··· Input ···
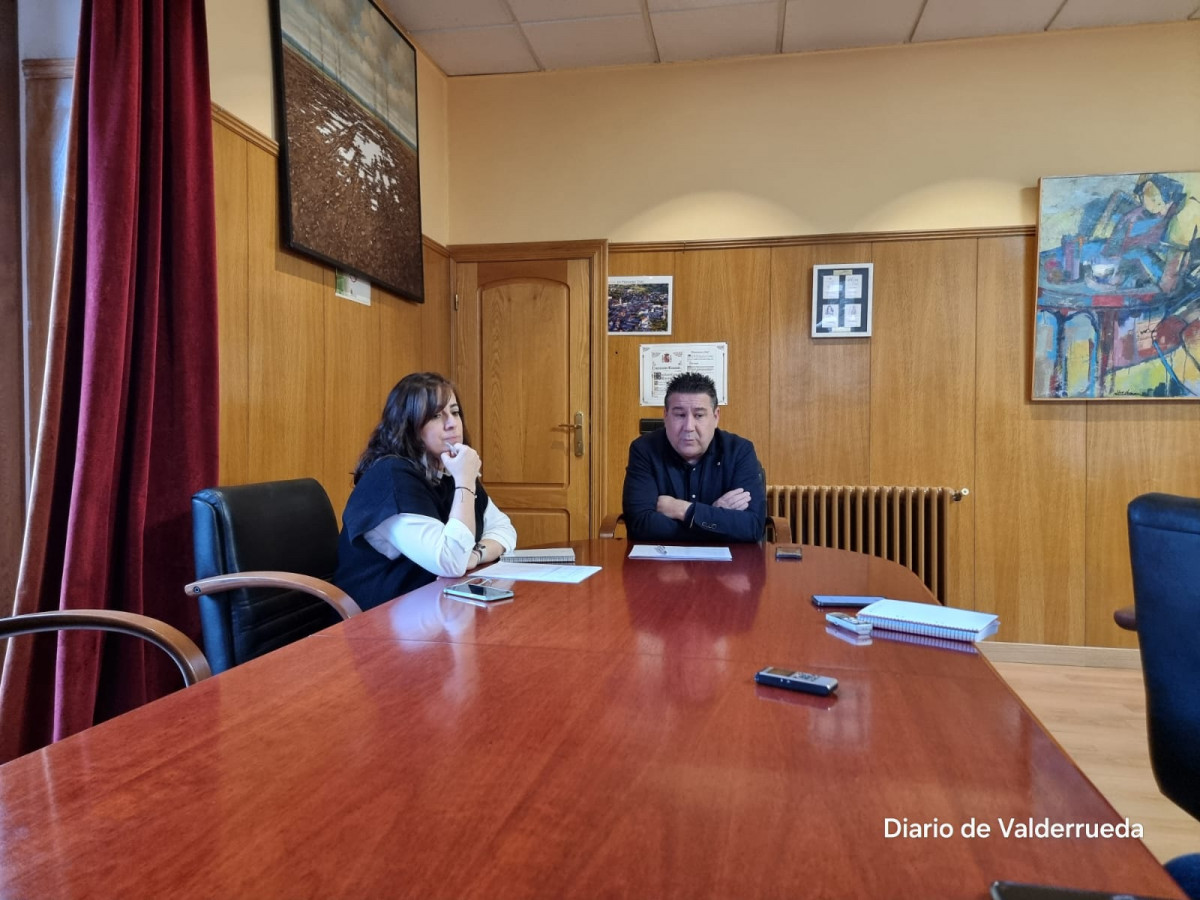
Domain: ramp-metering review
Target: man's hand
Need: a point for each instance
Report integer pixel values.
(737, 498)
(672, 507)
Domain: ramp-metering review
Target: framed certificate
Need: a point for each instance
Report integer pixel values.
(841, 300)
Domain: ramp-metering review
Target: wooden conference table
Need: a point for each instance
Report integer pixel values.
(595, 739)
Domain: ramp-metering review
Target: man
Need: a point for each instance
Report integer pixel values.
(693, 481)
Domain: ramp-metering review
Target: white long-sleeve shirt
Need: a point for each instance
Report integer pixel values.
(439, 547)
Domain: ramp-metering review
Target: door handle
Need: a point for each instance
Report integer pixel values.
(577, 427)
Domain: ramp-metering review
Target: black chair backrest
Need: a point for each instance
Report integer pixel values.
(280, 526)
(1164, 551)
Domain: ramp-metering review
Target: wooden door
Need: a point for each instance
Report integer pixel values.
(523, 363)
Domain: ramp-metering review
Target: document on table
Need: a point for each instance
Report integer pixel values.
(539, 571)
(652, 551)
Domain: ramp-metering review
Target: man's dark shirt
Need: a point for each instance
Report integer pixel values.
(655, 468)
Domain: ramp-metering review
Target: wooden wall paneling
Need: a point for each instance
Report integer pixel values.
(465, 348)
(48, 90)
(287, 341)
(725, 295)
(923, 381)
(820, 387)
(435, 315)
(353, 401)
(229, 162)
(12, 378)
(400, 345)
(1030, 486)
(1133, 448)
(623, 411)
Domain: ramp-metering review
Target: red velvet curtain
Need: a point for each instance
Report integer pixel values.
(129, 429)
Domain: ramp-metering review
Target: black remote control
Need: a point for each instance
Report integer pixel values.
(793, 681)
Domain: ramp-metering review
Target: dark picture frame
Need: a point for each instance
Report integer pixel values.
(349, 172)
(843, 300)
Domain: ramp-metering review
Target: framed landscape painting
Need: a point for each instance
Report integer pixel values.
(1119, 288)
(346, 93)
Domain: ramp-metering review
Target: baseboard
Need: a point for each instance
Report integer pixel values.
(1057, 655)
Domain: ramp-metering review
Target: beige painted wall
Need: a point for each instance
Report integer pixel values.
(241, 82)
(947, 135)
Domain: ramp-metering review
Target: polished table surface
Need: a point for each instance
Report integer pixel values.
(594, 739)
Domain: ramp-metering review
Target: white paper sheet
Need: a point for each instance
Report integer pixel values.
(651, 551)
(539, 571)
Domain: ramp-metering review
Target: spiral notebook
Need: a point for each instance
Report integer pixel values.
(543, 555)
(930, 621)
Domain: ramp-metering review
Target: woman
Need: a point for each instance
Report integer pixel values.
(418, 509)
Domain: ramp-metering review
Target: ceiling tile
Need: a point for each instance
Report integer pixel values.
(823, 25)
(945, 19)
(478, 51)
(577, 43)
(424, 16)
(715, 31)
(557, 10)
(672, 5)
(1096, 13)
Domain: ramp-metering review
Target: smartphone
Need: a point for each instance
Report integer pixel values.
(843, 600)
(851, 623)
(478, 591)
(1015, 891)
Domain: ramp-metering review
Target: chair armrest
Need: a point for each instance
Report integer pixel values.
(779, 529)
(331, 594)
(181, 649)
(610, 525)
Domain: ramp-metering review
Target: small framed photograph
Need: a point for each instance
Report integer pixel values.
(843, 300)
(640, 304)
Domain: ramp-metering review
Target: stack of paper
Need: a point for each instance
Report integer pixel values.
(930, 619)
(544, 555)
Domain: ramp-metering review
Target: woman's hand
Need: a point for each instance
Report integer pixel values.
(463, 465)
···
Repeat every record precisely. Any picture among them stays out of the copy.

Domain: ramp-metering review
Target: man's hand
Need: a point for each instance
Report integer pixel values.
(737, 498)
(672, 507)
Domain: ramp-metering review
Target: framed certificate
Need: a point for each instance
Report integer pixel values.
(841, 300)
Domain: ramp-metering review
Target: wooden conference table
Need: a point for each instance
Report integer pixel values.
(595, 739)
Domain: ramp-metering review
Target: man
Need: a point for each instance
Report integer pixel values.
(693, 481)
Domain: ramp-metering review
Target: white long-sleeve shirt
Need: a point for each instance
Report integer pixel values.
(439, 547)
Domain: ramp-metering review
Target: door handle
Need: a point for each instance
Report integer pixel values.
(577, 427)
Domain: ramp-metering review
Target: black chair backrest
Need: a point for each instance
Report integer pixel values.
(280, 526)
(1164, 551)
Domain: ramp-metering review
Target: wooden door
Need: a point for each instance
Report integer pixel values.
(523, 363)
Domain: ramp-metering review
Target: document on table
Need: a point for each instance
Report integer pixel values.
(539, 571)
(652, 551)
Domain: ramp-metering review
Target: man's dark shirt
Need: a point for each instance
Report integer pixel values.
(655, 468)
Domain: ramp-metering review
Target: wooden wall paneling
Need: a point for each instance
Report integer pixel values.
(465, 348)
(48, 90)
(287, 341)
(725, 295)
(923, 381)
(820, 387)
(435, 315)
(353, 401)
(229, 162)
(12, 378)
(400, 345)
(1030, 486)
(1133, 448)
(623, 411)
Domain: ramp-metering review
Target: red velvet curtain
Need: a point for each instance
Report integer pixel values.
(129, 429)
Domain: ramp-metering review
Target: black remote control
Need: a point for each instance
Report integer pixel values.
(793, 681)
Domain: ramp-metering review
Target: dark picture frame
Need: a point for each instance
Report integer pixel values.
(349, 172)
(843, 300)
Domain: ramp-metering review
Target: framed landscape painting
Need: a point for each instance
Report integer pixel values.
(1119, 288)
(346, 93)
Domain: ramp-metering review
Target: baseboard
Need: a point for each instance
Report integer pixel values.
(1057, 655)
Domain: ramp-metering review
Target: beige painted wall
Need: a point for each instance
Report integer pixel values.
(241, 82)
(947, 135)
Domain: ramp-metering review
Target: polished table surface
Need: a point for each instance
Report integer pixel values.
(594, 739)
Domain: ramp-metering review
Target: white paper sheet
Need: a point for each instance
Report integer pixel values.
(651, 551)
(539, 571)
Domain: ramp-metering review
Target: spiral notebook
Need: a point for each instance
Report integer pixel values.
(543, 555)
(930, 621)
Domain: ramp-metering review
Target: woman
Need: a point for each instance
Report integer pixel values.
(418, 509)
Domain: ramp-metering review
Target: ceiling tile
Need: a point for each instance
Report integer pixel values.
(823, 25)
(945, 19)
(478, 51)
(577, 43)
(424, 16)
(715, 31)
(557, 10)
(672, 5)
(1096, 13)
Domain: ramp-metering review
Target: smartphone
Need: a point for each instance
Report integer pixel values.
(843, 600)
(851, 623)
(478, 591)
(1015, 891)
Domain: ramp-metering review
Target: chair armrest
Need: a point for each instance
Report integer pixel values.
(779, 529)
(331, 594)
(181, 649)
(610, 525)
Domain: ramp-metering review
Target: small framed photograph
Need: a point for each instance
Report integer pixel values.
(843, 300)
(640, 304)
Domain: ramp-metering review
Target: stack of paper
Need: a point for each instance
Report integer pixel values.
(930, 619)
(544, 555)
Domain: ramp-metering review
Target: woman's hand
Need: a point for each instance
Report integer pixel values.
(463, 465)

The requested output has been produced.